## Reading passage
Peer Review Committee Is Best for Quality-of-Care Issues
I recently became chief medical officer (CMO) of our hospital. When a hospitalist’s case comes to our patient-care committee, is it appropriate to inform the patient’s primary-care physician (PCP) of the quality issues? Our hospitalists are independent. There are questions of HIPAA. However, several committee members feel that the PCP, who does not come to the hospital, should be informed. Thank you.
Good question. While I’ve participated in similar scenarios, keep in mind that I’m a hospitalist like you, not a lawyer. So, with that rejoinder in mind, let’s take this discussion a few steps further and see what happens.
You state: “when a hospitalist’s case comes to our patient-care committee.” Does that mean peer review? If it does, and what you are describing is a committee that handles privileged and confidential information, then you cannot inform the PCP because you would be violating the basic tenets of peer review.
The principle behind peer review is that it allows physicians to confidentially review the cases of their peers. This is to prevent the information contained in peer review from becoming available to a lawyer by subpoena or by discovery in the courts. The Joint Commission has mandated hospital peer review committees since 1952, and the federal government included language regarding peer-review protection in the Health Care Quality Improvement Act of 1986.
Every state has a law on the books, but the specifics and effectiveness of peer review will vary from state to state (see Florida’s Amendment 7, Kentucky, and Massachusetts). The whole idea is to allow for a process to evaluate physician practice or quality concerns without the fear of discovery or subsequent lawsuit. Even the act of referring a case to peer review is considered a confidential action in my state, so just the referral itself may not be discussed. So if you are referring to peer review, the answer is no, you cannot inform the patient’s PCP. HIPAA does not come into the picture here.
On the other hand, let’s assume, for sake of discussion, that you’ve heard a complaint (or several) about a certain hospitalist, Dr. Nogood. You could, if you desired, refer these complaints to peer review.

## Given data

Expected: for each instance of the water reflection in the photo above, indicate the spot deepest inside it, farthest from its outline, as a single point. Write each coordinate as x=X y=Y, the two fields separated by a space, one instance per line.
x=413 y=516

## Exercise 1
According to the peer review column, why can't the chief medical officer tell the patient's primary-care physician about the quality issues if the case has gone to peer review? Answer in one to three sentences.
## Exercise 2
Extend the peer review column, starting after its last sentence, "You could, if you desired, refer these complaints to peer review."
Neither task requires the material.

## Exercise response 1
Peer review lets physicians confidentially review their peers' cases so that the information can't be obtained by a lawyer through subpoena or court discovery. Telling the primary-care physician would violate the basic tenets of that confidentiality.

## Exercise response 2
If so, then you are immediately bound by those rules of confidentiality. If you don’t refer the case, then you could inform the PCP that you have heard a complaint involving Dr. Nogood and that PCP’s patient.
I can’t see how that would violate HIPAA, because the PCP has an established relationship with that patient, and you might be only reporting facts (the complaint), not passing judgment on the quality of care. And I would not even go that far.
Why stop there? Why not tell that PCP exactly what you think of Dr. Nogood and his clinical practice, the details of the complaints against him, and how you think maybe that PCP should send his patients to someone else for better care? Well, you’re the CMO for the hospital. If you go beyond reporting facts and start reporting opinions, then you’ve just opened yourself up to accusations of restraint of trade by Dr. Nogood.
No matter what you may think of Dr. Nogood’s patient care, unless it falls outside the boundaries of acceptable practice (which can only be determined by a peer review committee), then you should not say anything.
Unless, of course, you want to be accused of spreading rumors, hearsay, and innuendo. Remember, we are talking about an independent practitioner, not a hospital employee.
Overall, it’s a bit of a sticky wicket. If you think the complaint has merit, then it should be sent to peer review—and you may speak no more of it. If you think the complaint is baseless, then why sustain it and tell the PCP?
Peer review is an exceptional process, and the physicians who serve on such committees perform a difficult and selfless service. We should all do our best to uphold its integrity.